• WHAT TO WORK ON:
Reproduce the listing from the line containing "Please place a point on every instance of the hardwood" through the end of the listing, changing "display cabinet" to "sideboard" and leaving everything else as it stands.

Raw listing
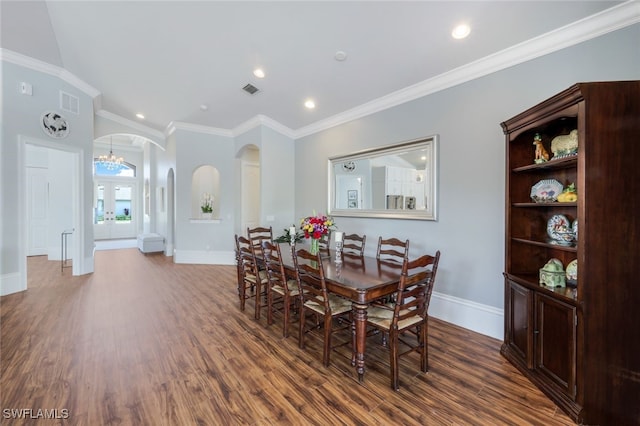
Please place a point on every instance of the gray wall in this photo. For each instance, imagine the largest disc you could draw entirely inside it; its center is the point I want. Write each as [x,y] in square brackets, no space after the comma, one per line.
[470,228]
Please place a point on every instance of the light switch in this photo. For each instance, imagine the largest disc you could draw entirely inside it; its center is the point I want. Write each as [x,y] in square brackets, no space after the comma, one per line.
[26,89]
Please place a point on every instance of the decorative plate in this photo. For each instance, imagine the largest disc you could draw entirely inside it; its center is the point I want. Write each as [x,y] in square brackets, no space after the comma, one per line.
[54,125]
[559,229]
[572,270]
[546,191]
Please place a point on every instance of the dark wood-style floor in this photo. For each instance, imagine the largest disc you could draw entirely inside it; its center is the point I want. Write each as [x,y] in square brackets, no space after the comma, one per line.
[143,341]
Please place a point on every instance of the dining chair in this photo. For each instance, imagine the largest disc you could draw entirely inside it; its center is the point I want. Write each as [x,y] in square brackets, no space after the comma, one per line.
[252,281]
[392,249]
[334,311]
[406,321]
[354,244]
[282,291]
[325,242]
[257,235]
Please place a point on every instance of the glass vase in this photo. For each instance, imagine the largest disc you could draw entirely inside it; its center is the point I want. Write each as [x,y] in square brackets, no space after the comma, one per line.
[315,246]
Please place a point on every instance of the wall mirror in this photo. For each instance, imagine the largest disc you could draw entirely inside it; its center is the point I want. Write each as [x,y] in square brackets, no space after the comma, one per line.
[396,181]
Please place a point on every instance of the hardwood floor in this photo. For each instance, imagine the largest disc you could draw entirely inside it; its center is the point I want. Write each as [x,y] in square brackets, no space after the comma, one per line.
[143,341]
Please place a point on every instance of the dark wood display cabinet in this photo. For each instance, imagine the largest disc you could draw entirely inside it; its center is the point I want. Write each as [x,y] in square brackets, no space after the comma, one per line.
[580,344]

• RIGHT ANSWER:
Please place a point on every instance of the hardwood floor in this photo. For each instance, imagine the largest disc you could draw entirely inside it; its center is the point I want. Write each as [x,y] in square brackets, no space after the comma, one per line.
[143,341]
Please place a point on every instance of the dark wood sideboard in this photo. For each instance, imagine the largest disc you could draw entirely inside it; its center is the point I want. Write each as [x,y] in square brackets, no space after the comma, one per line.
[580,344]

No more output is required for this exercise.